Top of Extracted information

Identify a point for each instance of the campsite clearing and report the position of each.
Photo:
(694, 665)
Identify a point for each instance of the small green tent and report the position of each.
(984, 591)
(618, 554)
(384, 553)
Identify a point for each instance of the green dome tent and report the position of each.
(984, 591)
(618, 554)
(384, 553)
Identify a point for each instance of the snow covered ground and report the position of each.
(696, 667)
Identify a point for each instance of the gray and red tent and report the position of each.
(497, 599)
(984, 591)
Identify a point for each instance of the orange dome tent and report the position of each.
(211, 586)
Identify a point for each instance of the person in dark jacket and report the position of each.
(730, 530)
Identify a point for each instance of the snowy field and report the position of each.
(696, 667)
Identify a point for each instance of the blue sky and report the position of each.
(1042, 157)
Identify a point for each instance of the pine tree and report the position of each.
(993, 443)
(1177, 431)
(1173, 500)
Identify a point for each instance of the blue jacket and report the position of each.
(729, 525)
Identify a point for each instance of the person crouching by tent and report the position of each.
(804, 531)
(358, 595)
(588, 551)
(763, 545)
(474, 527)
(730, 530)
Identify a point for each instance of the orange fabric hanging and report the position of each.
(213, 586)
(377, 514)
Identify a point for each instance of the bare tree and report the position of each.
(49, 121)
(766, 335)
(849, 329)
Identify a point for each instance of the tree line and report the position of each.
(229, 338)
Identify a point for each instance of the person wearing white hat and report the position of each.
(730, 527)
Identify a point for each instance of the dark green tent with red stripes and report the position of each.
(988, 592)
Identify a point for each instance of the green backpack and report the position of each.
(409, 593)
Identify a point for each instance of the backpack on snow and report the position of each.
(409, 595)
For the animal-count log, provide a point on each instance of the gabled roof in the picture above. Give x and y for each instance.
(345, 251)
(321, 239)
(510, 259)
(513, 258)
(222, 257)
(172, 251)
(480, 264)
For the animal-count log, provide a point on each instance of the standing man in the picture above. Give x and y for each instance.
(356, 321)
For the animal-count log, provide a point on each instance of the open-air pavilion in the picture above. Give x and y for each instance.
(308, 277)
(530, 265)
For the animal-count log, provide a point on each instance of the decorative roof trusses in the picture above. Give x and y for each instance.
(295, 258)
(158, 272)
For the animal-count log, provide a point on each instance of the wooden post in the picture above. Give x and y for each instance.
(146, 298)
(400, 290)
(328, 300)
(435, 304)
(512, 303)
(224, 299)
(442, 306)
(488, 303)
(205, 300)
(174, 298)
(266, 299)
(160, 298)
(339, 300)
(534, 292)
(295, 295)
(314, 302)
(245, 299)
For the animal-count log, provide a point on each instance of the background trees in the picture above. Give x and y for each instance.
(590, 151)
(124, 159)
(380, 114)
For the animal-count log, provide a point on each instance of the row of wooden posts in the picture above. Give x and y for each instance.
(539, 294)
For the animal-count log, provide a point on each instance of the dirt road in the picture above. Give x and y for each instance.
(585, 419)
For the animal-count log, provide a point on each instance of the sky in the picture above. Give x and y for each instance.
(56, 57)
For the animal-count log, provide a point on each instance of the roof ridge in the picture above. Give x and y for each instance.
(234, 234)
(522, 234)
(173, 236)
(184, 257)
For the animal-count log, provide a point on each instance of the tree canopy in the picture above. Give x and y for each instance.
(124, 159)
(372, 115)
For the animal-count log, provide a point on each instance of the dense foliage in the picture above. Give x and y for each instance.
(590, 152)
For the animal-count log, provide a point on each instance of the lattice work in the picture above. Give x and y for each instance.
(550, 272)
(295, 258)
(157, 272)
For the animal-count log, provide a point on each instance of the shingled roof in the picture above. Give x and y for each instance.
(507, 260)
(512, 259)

Bottom of Extracted information

## Exercise instructions
Copy out all of the records shown above exactly.

## Response to the task
Identify a point for each instance of the campsite clearing and report the position of each.
Photo:
(694, 665)
Identify a point for each instance of the small green tent and report the position of each.
(984, 591)
(618, 554)
(384, 553)
Identify a point for each instance of the green dome tent and report the position of each.
(984, 591)
(618, 554)
(384, 553)
Identify a point for each instance of the snow covered ground and report the position of each.
(696, 667)
Identify a point for each instance of the gray and red tent and report the position of each.
(497, 599)
(984, 591)
Identify a point for each instance of the orange dome tent and report the position of each.
(211, 586)
Identify a point for each instance of the person in dark jacket and report the position of each.
(730, 530)
Identify a point for each instance of the snowy field and report the position of each.
(696, 667)
Identify a point for each instance of the blue sky and report the position of each.
(1042, 157)
Identify a point for each instance of the pine tree and report the position of each.
(993, 443)
(1177, 431)
(1173, 500)
Identify a point for each instance of the blue jacket and report the position of each.
(729, 525)
Identify a point for each instance of the person crouching by tent and report the position of each.
(804, 531)
(358, 595)
(588, 551)
(763, 545)
(474, 527)
(730, 530)
Identify a point for each instance of the orange fabric hanging and report the position of each.
(213, 586)
(377, 514)
Identify a point for each instance of the bare tree and report the position of each.
(49, 121)
(766, 335)
(849, 329)
Identify a point for each instance of the tree line and report the position of each.
(229, 338)
Identify a point for each instance of the person wearing white hat and report the position of each.
(730, 527)
Identify a point for each instance of the dark green tent with red stripes and report the position of each.
(988, 592)
Identify a point for each instance of the green backpack and report the position of each.
(409, 593)
Identify a point for each instance of the backpack on snow and report the position of each.
(409, 595)
For the animal-count log, provide a point on each instance of the gabled roof in the picture above. Give x and y for each instance.
(345, 251)
(321, 239)
(510, 259)
(513, 258)
(222, 257)
(172, 251)
(480, 264)
For the animal-count log, provide a point on each instance of the standing man in the picture above. Give x and y for each instance.
(356, 321)
For the animal-count log, provide a point on each instance of the open-air pavilion in the picture above. Give x and y for each instance.
(308, 277)
(530, 265)
For the animal-count log, provide a point on each instance of the decorative roof trusses in the picture above. Give x and y for each instance.
(295, 258)
(158, 272)
For the animal-count log, provide a point on each instance of the wooden post in the picture above. Give x and y for each instance.
(146, 298)
(400, 290)
(328, 300)
(435, 304)
(512, 303)
(224, 299)
(442, 306)
(488, 303)
(205, 300)
(174, 298)
(266, 299)
(160, 298)
(339, 300)
(534, 292)
(295, 295)
(314, 302)
(245, 299)
For the animal-count log, provide a point on each instance of the background trees in the picture above. Give x and y for each instance.
(590, 151)
(124, 159)
(380, 114)
For the animal-count log, provide a point on each instance of the row of wooden posts in the picture above. Give x and y for each instance.
(539, 294)
For the animal-count log, provide a point on each instance of the dirt road in the picture above. Give x and y for each instance.
(585, 419)
For the animal-count log, provide a point on each instance of the sky in the picture above. Give x and y for each instance.
(56, 57)
For the animal-count log, provide a point on each instance of the roof ridge in the picture above. Give x and y for each instance.
(234, 234)
(522, 234)
(173, 236)
(184, 257)
For the animal-count log, provide a point on each instance of the tree canopy in the picture above. Give x and y for each instance.
(124, 159)
(372, 115)
For the animal-count log, provide a point on each instance of the dense foliage in the picture above. Give x and y for each instance.
(590, 152)
For the animal-count log, provide a point on each instance of the lattice work in the picture above. Give x and y for each instance.
(550, 272)
(295, 258)
(157, 272)
For the animal-count log, provide a point on each instance of the shingled roof in the picture above. Give x and y for each instance.
(507, 260)
(512, 259)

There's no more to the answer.